Erinnerung

Da bin ich nun. Vor einer Stunde sind sie gegangen. Jetzt bin ich allein. Allein mit mir selbst und meinen Gedanken. Der Fernseher ist bereits aufgebaut und angeschlossen. Irgendeine Sitcom dudelt da vor sich hin. Ich sehe gar nicht richtig hin. Hänge meinen Gedanken nach. Fremd ist es hier. Aber irgendwie schön. Ich weiß noch nicht so recht. Erinnere mich an mein Zuhause. Es ist so weit weg jetzt. Bin ich froh darüber oder traurig deswegen?

Jetzt sitze ich hier, inmitten voller Kartons, die alle noch ausgepackt werden müssen. Bilderrahmen. Meine kleine Schwester. Mein Hund. Mein Klavier. Schwarzpoliert. Rönisch. Sie alle habe ich zurückgelassen. Jetzt kann ich nicht zurück. Auch meine geliebten Kinderbücher habe ich dort gelassen. Ich bin ja aber auch kein Kind mehr. Ich bin jetzt eine junge Frau mit Abitur. Was solls, hole ich sie eben irgendwann einmal nach.

Nichts steht so, wie es einmal stehen soll. Ein heilloses Durcheinander. Chaos. Ich lache laut. Weiß gar nicht, wo ich beginnen soll. Ich denke an meine Schule, an den Lehrer, der noch vor kurzem zu mir gesagt hat: „P., halt die Klappe, sonst schaffst Du Dein Abi nie!“. Und manchmal, wenn andere oder er sich selbst unter Druck gesetzt hat, sagte er auch: „Eines after dem anderen.“ Ich lache noch einmal laut.

**AUFGABENSTELLUNG**
Welche zwei Angaben macht der Text „Erinnerung“ zum Klavier der erzählenden Person? Stützen Sie sich ausschließlich auf den Text.

**MATERIAL**
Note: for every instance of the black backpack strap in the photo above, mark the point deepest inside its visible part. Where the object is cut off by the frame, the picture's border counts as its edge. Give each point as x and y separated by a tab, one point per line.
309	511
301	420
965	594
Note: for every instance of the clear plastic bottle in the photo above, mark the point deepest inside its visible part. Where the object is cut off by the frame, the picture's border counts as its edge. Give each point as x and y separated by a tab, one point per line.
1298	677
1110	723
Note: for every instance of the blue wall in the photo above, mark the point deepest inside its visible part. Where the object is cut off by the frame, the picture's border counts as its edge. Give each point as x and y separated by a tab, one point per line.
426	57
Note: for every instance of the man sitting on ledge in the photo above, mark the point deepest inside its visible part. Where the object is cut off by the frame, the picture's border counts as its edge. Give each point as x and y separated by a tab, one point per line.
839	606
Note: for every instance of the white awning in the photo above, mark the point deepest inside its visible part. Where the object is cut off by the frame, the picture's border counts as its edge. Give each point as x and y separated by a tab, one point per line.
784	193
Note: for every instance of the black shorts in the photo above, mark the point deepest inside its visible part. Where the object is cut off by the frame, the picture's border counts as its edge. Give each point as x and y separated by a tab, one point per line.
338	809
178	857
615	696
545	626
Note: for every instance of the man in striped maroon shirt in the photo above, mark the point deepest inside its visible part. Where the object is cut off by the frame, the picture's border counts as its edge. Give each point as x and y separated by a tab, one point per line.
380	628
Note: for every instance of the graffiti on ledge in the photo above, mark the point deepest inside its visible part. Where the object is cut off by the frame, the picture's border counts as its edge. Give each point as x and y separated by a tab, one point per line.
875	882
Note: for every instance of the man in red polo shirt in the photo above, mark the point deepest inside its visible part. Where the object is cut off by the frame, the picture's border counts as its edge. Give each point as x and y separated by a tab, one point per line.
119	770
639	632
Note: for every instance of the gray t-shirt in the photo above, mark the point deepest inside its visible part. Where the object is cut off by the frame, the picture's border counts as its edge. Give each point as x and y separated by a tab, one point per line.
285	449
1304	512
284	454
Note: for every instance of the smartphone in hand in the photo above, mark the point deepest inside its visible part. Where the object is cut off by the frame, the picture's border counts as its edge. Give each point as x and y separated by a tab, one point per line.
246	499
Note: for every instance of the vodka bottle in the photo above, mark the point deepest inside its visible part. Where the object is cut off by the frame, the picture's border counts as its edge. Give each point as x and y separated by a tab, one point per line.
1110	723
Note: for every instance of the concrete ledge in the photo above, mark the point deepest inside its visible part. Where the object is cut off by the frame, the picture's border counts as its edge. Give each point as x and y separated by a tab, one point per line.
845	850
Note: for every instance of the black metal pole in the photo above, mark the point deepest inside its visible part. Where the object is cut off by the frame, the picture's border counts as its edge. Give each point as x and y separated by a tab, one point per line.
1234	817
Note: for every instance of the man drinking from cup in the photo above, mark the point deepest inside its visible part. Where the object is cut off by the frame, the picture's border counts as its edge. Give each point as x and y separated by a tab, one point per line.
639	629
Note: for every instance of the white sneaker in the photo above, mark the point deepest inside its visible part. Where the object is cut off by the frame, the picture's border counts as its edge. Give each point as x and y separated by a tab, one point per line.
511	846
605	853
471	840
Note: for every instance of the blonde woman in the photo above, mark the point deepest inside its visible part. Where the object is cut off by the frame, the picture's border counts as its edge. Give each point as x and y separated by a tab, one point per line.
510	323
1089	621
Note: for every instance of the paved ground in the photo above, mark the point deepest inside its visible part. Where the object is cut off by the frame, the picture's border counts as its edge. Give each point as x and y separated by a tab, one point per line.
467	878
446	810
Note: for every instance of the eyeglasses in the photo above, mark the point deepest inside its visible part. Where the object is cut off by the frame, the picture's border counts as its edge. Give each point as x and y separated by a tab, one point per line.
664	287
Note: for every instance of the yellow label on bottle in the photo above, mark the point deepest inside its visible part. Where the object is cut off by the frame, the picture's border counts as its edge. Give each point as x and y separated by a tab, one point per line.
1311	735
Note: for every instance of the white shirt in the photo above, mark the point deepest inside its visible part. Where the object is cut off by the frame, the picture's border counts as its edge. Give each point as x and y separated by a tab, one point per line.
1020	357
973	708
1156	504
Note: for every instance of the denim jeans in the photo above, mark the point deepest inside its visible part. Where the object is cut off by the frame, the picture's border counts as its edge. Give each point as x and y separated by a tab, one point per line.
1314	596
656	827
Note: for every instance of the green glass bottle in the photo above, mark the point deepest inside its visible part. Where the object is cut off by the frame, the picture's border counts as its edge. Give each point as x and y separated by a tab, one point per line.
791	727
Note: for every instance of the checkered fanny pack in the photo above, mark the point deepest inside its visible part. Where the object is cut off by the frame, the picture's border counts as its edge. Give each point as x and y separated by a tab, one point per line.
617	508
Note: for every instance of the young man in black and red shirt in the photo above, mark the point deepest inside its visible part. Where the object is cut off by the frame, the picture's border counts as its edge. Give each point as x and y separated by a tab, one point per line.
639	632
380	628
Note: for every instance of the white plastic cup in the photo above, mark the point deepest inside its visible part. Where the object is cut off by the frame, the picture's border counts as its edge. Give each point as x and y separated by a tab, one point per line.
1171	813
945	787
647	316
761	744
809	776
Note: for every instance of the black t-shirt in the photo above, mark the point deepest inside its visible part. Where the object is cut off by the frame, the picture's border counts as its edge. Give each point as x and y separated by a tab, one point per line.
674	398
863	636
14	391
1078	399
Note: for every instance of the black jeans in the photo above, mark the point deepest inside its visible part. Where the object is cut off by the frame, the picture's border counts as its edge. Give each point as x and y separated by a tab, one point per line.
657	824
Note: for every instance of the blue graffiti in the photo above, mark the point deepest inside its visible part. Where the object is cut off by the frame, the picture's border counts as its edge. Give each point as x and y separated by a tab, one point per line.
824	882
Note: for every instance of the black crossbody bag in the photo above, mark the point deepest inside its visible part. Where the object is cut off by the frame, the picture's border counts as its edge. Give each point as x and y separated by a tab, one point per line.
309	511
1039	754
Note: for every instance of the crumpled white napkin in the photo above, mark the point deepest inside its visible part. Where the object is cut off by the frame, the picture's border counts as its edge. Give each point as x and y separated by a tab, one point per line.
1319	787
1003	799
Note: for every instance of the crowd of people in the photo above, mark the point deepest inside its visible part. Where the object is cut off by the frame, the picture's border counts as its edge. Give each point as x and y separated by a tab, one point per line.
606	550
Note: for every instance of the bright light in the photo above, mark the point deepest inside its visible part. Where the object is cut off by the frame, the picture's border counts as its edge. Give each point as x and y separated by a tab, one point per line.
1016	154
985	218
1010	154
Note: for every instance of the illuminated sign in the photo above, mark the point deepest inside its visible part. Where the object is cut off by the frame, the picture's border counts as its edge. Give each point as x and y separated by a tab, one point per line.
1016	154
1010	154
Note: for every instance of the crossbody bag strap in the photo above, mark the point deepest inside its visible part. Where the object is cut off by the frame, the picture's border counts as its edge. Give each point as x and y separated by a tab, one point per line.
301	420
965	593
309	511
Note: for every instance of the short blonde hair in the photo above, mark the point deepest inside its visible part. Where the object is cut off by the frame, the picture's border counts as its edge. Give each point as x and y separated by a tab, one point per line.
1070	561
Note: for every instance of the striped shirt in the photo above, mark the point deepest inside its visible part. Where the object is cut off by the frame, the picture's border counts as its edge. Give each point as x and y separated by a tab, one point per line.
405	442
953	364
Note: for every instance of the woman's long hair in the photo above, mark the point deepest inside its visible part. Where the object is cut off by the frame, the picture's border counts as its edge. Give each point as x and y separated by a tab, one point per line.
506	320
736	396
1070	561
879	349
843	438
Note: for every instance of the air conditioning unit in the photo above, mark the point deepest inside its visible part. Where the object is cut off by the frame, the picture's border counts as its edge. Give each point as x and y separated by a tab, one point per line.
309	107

**LÖSUNG**
Schwarzpoliert und Rönisch.